__Stated task__
Retype the rows below word for word, beginning at the line that contains "nose -> outline each instance" and continuing through the last line of the rows.

(Rows from a data collection)
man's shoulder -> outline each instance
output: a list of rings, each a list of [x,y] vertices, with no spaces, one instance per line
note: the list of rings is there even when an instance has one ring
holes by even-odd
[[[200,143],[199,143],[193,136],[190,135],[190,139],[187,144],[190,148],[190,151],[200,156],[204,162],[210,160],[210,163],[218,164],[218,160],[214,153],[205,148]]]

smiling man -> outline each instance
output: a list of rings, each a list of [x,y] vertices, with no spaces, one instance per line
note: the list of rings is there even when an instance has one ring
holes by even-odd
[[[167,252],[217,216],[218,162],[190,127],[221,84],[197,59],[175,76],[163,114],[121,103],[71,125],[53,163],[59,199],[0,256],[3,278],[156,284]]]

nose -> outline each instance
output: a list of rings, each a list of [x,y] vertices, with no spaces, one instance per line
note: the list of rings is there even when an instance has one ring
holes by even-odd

__Expected answer__
nose -> outline each instance
output: a list of rings, each a list of [x,y] vertices, with no spaces, one instance per line
note: the list of rings is there even when an instance has one ring
holes by even-odd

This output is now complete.